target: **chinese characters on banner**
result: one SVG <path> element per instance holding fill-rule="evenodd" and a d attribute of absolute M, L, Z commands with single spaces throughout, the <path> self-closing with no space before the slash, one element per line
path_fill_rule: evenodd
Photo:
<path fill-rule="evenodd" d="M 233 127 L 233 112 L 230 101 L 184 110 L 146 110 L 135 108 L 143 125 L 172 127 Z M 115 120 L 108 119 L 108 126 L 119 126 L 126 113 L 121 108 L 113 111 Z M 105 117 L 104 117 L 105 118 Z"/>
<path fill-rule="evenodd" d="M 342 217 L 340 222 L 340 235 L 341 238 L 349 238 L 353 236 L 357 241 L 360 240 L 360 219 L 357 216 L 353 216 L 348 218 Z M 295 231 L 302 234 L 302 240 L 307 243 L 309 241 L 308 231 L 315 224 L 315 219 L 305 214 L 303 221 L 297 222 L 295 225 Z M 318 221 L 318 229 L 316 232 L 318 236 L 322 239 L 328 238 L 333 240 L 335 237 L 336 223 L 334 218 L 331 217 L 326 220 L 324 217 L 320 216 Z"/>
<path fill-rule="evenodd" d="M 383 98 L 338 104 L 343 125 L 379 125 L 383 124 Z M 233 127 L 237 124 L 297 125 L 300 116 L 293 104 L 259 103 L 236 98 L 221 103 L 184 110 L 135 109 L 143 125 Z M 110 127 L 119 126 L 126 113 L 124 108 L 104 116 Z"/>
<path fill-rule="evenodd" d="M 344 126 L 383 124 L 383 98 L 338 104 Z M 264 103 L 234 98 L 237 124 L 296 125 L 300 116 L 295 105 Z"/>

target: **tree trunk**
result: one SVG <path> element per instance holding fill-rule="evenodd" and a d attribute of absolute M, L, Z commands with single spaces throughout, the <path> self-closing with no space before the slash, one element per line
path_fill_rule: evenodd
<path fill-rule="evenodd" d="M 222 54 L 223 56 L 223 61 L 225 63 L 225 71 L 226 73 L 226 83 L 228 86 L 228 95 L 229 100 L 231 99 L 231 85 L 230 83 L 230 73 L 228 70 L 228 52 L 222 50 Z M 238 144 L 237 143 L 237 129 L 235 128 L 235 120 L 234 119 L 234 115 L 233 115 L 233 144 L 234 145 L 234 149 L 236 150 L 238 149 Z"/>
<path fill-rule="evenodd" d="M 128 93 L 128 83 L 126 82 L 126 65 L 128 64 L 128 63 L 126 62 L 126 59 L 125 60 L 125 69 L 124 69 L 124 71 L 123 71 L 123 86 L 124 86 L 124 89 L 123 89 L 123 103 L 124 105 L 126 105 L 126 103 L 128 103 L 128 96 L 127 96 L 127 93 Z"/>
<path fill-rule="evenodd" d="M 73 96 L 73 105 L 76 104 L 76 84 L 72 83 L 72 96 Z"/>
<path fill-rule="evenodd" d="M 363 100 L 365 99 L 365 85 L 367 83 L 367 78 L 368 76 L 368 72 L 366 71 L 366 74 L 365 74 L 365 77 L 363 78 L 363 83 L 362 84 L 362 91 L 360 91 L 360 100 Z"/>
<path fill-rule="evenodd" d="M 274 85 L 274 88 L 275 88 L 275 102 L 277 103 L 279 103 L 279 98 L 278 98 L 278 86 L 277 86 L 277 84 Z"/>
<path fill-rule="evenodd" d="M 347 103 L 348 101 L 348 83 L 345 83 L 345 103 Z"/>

□ □ □ □ □

SHORT TASK: Rewrite all the items above, swapping "tree trunk" for "lamp post" and leaving everything else the same.

CORRECT ANSWER:
target: **chinese characters on banner**
result: one SVG <path> element per instance holding fill-rule="evenodd" and a d attribute of absolute M, L, Z commands with single spaces throughout, the <path> self-closing with no space before the slash, one element per line
path_fill_rule: evenodd
Photo:
<path fill-rule="evenodd" d="M 233 127 L 233 112 L 230 101 L 184 110 L 146 110 L 135 108 L 143 125 L 172 127 Z M 115 120 L 108 119 L 108 126 L 119 126 L 126 113 L 121 108 L 113 111 Z M 105 117 L 104 117 L 105 118 Z"/>
<path fill-rule="evenodd" d="M 342 217 L 340 222 L 340 235 L 341 238 L 349 238 L 353 236 L 357 241 L 360 240 L 360 219 L 357 216 L 353 216 L 348 218 Z M 295 231 L 302 234 L 302 240 L 307 243 L 309 241 L 308 231 L 315 224 L 315 219 L 305 214 L 303 221 L 297 222 L 295 225 Z M 318 221 L 318 229 L 316 232 L 318 236 L 322 239 L 328 238 L 333 240 L 335 237 L 336 223 L 334 218 L 331 217 L 326 220 L 324 217 L 320 216 Z"/>
<path fill-rule="evenodd" d="M 383 98 L 338 104 L 343 125 L 379 125 L 383 124 Z M 233 127 L 237 124 L 297 125 L 300 116 L 293 104 L 259 103 L 236 98 L 221 103 L 184 110 L 135 109 L 143 125 Z M 110 127 L 119 126 L 126 113 L 124 108 L 104 116 Z"/>
<path fill-rule="evenodd" d="M 344 126 L 383 124 L 383 98 L 338 104 Z M 264 103 L 234 98 L 237 124 L 296 125 L 300 116 L 295 105 Z"/>

target: **lamp post**
result: one SVG <path> element per instance holding fill-rule="evenodd" and a d attribute of absolute M, L, Z commands with single spaces throughout, the <path> self-closing with no space before the slash, one element per line
path_fill_rule: evenodd
<path fill-rule="evenodd" d="M 222 54 L 223 56 L 223 61 L 225 63 L 225 71 L 226 73 L 226 83 L 228 86 L 228 95 L 229 100 L 231 99 L 231 85 L 230 83 L 230 73 L 228 70 L 228 52 L 222 50 Z M 238 144 L 237 143 L 237 129 L 235 128 L 235 120 L 234 119 L 234 115 L 233 115 L 233 144 L 234 145 L 234 149 L 236 150 L 238 149 Z"/>
<path fill-rule="evenodd" d="M 128 93 L 128 83 L 126 82 L 126 65 L 128 64 L 128 63 L 126 62 L 126 59 L 125 60 L 125 69 L 124 69 L 124 71 L 123 71 L 123 86 L 124 86 L 124 89 L 123 89 L 123 103 L 124 105 L 126 105 L 126 103 L 128 103 L 128 96 L 127 96 L 127 93 Z"/>
<path fill-rule="evenodd" d="M 73 96 L 73 105 L 76 104 L 76 84 L 72 83 L 72 96 Z"/>
<path fill-rule="evenodd" d="M 363 100 L 365 99 L 365 85 L 367 83 L 367 78 L 368 76 L 368 72 L 366 71 L 366 74 L 365 74 L 365 77 L 363 78 L 363 83 L 362 84 L 362 91 L 360 91 L 360 100 Z"/>
<path fill-rule="evenodd" d="M 274 85 L 274 88 L 275 88 L 275 102 L 277 103 L 279 103 L 279 98 L 278 98 L 278 86 L 277 86 L 277 84 Z"/>
<path fill-rule="evenodd" d="M 347 103 L 348 101 L 348 83 L 345 83 L 345 103 Z"/>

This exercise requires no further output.